PROBLEM REQUIREMENTS:
The full set of records below is to be reproduced without a single alteration.

Region pointing data:
══════════════════════════════
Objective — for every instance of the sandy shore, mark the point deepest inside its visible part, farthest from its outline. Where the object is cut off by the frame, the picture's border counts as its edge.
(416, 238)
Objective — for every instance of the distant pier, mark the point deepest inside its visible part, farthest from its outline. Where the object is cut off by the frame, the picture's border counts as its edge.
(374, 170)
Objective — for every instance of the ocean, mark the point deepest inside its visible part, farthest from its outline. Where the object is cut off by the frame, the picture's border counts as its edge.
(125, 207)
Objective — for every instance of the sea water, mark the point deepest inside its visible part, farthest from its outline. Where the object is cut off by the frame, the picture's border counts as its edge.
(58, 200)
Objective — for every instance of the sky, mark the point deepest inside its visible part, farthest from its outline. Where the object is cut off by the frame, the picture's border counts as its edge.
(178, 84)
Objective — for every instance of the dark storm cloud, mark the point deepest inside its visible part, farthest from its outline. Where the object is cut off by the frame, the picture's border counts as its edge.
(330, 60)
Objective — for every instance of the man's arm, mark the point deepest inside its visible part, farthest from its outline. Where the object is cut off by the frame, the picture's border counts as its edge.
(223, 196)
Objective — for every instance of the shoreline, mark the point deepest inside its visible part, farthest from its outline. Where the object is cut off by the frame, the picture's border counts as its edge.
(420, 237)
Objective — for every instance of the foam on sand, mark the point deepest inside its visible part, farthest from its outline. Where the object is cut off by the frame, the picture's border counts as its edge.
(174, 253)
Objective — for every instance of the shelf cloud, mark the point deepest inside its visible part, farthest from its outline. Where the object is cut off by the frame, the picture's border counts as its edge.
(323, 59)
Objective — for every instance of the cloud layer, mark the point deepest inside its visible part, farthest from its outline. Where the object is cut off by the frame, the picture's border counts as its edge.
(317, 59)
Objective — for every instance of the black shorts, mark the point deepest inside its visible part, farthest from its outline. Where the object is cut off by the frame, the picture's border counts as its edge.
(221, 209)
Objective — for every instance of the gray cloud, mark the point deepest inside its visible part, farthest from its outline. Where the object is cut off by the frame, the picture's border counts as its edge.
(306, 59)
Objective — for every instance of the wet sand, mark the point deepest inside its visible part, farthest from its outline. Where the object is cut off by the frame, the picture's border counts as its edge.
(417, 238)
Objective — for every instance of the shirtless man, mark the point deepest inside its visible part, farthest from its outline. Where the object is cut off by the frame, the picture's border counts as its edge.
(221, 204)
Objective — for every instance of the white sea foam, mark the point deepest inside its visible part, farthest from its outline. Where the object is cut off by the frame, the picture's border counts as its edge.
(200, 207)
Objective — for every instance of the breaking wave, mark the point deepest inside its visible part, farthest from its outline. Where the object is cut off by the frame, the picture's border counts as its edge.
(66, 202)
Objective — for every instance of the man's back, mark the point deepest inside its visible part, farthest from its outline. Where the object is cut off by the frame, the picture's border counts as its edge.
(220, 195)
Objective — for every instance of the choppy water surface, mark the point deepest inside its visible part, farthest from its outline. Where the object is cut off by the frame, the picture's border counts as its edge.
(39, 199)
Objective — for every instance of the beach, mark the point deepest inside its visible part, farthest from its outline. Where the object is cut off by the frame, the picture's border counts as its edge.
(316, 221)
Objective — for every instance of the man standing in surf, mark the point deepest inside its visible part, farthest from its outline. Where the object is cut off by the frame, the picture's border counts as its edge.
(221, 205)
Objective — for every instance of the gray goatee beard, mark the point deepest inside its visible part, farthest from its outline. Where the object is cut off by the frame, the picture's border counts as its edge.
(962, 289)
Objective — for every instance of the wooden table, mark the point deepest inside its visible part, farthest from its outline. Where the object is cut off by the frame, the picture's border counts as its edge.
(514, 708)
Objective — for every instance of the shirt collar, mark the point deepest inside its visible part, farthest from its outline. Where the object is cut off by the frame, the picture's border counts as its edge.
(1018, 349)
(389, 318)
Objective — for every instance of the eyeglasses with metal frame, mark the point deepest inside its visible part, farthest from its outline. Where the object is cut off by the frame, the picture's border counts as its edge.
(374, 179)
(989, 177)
══════════════════════════════
YOUR RESPONSE:
Objective — for every instance of the sandy shore, mark the point deepest inside its visible part, farthest from its outline. Where the object is cut off by the frame, the picture's border counts as its edge.
(416, 238)
Objective — for every instance of the distant pier, mark the point deepest inside its visible part, farthest from its outline. Where the object is cut off by the frame, the picture's border counts as its edge.
(374, 170)
Objective — for every instance of the ocean, mark the point deepest inside its visible part, farthest from its outline. Where the object is cut off by the frame, the picture's border counts as its edge.
(125, 207)
Objective — for every instance of the sea water, mark the point deepest inside its visible part, farthest from its outline. Where the object is cut off by the frame, the picture's border counts as its edge.
(58, 200)
Objective — for every instance of the sky, mark the point deepest inside its visible part, farthest from its outline. Where the object is cut off by the frame, the picture's border counts as its edge.
(178, 84)
Objective — for every instance of the dark storm cloud, mark the point deepest inside its visible part, farthest from its outline. Where the object is cut off by the frame, the picture's border counts as its edge.
(330, 60)
Objective — for every instance of the man's arm, mark the point deepest inside its visible part, farthest from its outline. Where the object is cut off by the frame, the picture's border counts as its edge.
(223, 196)
Objective — for every instance of the shoreline, mark the point deepest inside its visible part, farthest from its outline. Where the object is cut off by the frame, the picture's border counts as its edge.
(420, 237)
Objective — for every instance of the foam on sand, mark the point deepest inside its visible part, farthest from its outline. Where the object is cut off by the frame, the picture's border counts as its edge.
(174, 253)
Objective — for every instance of the shelf cloud, mark the point deepest inside its visible part, farthest from its outline. Where the object is cut off by the frame, the picture's border counts as its edge.
(323, 59)
Objective — for every instance of the cloud layer, mark the point deepest inside its visible part, farthest from its outline. Where the object is cut off by the frame, the picture's border counts as its edge.
(317, 59)
Objective — for every instance of the black shorts, mark the point deepest inside its visible part, farthest from its outline. Where the object is cut off by the frame, the picture's border counts as its edge.
(221, 209)
Objective — for every instance of the gray cloud, mark the point deepest inside its visible part, farthest from its outline. Where the object is cut off by the frame, the picture's border counts as its edge.
(306, 59)
Objective — for every instance of the wet sand, mark the point deepest inside its visible part, farthest from its outline. Where the object is cut off by the frame, the picture's border counts as its edge.
(417, 238)
Objective — for every instance of the shirtless man, mark the point deepest inside its visible part, farthest from its outline. Where the object is cut off by the frame, the picture's border counts as its edge.
(221, 204)
Objective — for every instance of the white sea foam, mark the point deepest inside its visible part, farthest from its outline. Where the object is cut off by the frame, the picture's border counts as its edge.
(200, 207)
Objective — for every instance of the breaking wave, mark the point deepest inside its visible part, farthest from its outline. Where the object is cut off by the frame, the picture's border counts as its edge.
(66, 202)
Objective — for every instance of the man's back, mark the point deepest inside its visible part, farthest from its outline. Where the object is cut off by the frame, the picture's border counts as its edge.
(220, 195)
Objective — for every instance of the choppy water surface, mark the point deepest inside its visible part, farthest from its outline. Where the object is cut off by the frame, the picture's border counts as its edge.
(39, 199)
Objective — for every instance of the beach, mark the point deepest inside its visible part, farthest from its outline. Where the object is cut off by the frame, the picture's border counts as its edge.
(316, 221)
Objective — for every instance of the man standing in surf, mark the point deepest inside its visible part, farthest from its outline. Where the object is cut off by the frame, the picture's border counts as its edge.
(221, 205)
Objective — for every instance of the gray goatee beard, mark the point deepest inside its visible part, farthest from its outline. Where the object is cut off by the frame, the picture's border counts as its edge.
(962, 289)
Objective — for every instance of the wooden table, mark the point deepest inside its visible part, farthest from its outline. Where the object is cut off by the frame, the picture's border counts as its edge.
(514, 708)
Objective — for every instance of the shirt collar, mark the point deepest inside its visible part, farthest from its outline. Where the object is cut off by the frame, the picture's border counts as its edge.
(1018, 349)
(389, 318)
Objective — for every instance of the eyeglasses with metal frame, mark the point deepest inside its visible part, farthest from its outline. Where the object is cut off by the frame, the picture's border counts as its edge.
(374, 179)
(989, 177)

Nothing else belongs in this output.